Leave out the pictures and copy everything else in the entries exactly.

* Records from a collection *
****************

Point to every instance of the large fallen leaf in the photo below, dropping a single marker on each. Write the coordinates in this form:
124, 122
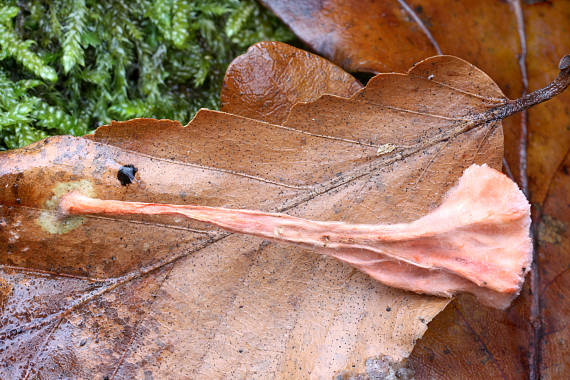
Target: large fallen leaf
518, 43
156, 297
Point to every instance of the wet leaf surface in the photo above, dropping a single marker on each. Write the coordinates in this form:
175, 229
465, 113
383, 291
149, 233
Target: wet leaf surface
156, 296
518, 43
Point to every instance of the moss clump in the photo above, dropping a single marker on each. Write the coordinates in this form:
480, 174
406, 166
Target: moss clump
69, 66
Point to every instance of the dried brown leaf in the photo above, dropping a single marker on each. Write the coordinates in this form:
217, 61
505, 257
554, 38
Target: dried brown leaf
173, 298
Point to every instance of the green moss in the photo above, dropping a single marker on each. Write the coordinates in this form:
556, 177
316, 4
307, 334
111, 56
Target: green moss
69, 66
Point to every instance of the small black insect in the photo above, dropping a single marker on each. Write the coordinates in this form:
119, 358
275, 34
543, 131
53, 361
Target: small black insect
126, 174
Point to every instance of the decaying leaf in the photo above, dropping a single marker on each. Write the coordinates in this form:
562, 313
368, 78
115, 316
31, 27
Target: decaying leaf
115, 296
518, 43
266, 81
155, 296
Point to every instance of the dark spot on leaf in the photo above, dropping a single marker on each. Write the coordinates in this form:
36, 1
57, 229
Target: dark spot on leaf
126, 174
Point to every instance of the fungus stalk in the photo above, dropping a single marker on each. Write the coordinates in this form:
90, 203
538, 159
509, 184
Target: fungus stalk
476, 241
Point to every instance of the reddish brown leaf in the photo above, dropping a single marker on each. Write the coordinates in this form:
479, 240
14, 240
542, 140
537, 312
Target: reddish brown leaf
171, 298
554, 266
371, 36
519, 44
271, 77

****************

* Response *
Point to every instance of the large fallen leaf in the photo below, dropping a single marker on each. Write the coordinates in this form:
124, 122
Target: large fallen leaf
518, 43
156, 297
Point to every instance of the wet leaf surface in the photo above, dropping a single marker on each. Write the coordinates in this form:
175, 229
465, 113
383, 291
149, 233
Target: wet leaf surface
156, 296
518, 43
Point to every instance of the moss clump in the photo above, dropping a single marker on each. Write the coordinates in this form:
480, 174
406, 166
Target: moss clump
69, 66
Point to every instance of the dried brown leaf in the photo above, dropping a single marker on each. Write the coordinates in this form:
217, 61
505, 257
554, 38
Target: dried brown leaf
173, 298
Point to every instance of the green moss in the photo above, dropping a single marker on each. Write the coordinates in this form:
556, 177
316, 4
307, 334
111, 56
Target: green moss
69, 66
Point to every instance of the small black insect in the photo above, dropping a single marker on each. Write the coordinates in this form:
119, 358
275, 34
543, 131
53, 361
Target: small black insect
126, 174
Point to every instance of the decaying leaf in the photo above, dropping a single marker on each. Write the coordinates in this form:
562, 313
368, 78
115, 316
31, 27
Target: decaying leaf
115, 296
518, 43
266, 81
155, 296
Point to every instance of the dark spot on leaf in the photo above, dropping a single marker on each. Write the coordinates in this form:
36, 1
57, 229
Target: dark spot on leaf
126, 174
Point to every instance of the fungus stalk in the photo above, dropping a single marker on each. Write the coordinates in this form:
90, 203
538, 159
509, 184
Target: fungus stalk
476, 241
Point to every instance of the reddish brown leaf in the photo above, dropping a single marker on each. Write the coordinates in this form:
479, 240
14, 240
542, 140
537, 312
Target: reddish brown leaf
171, 298
554, 266
371, 36
519, 44
271, 77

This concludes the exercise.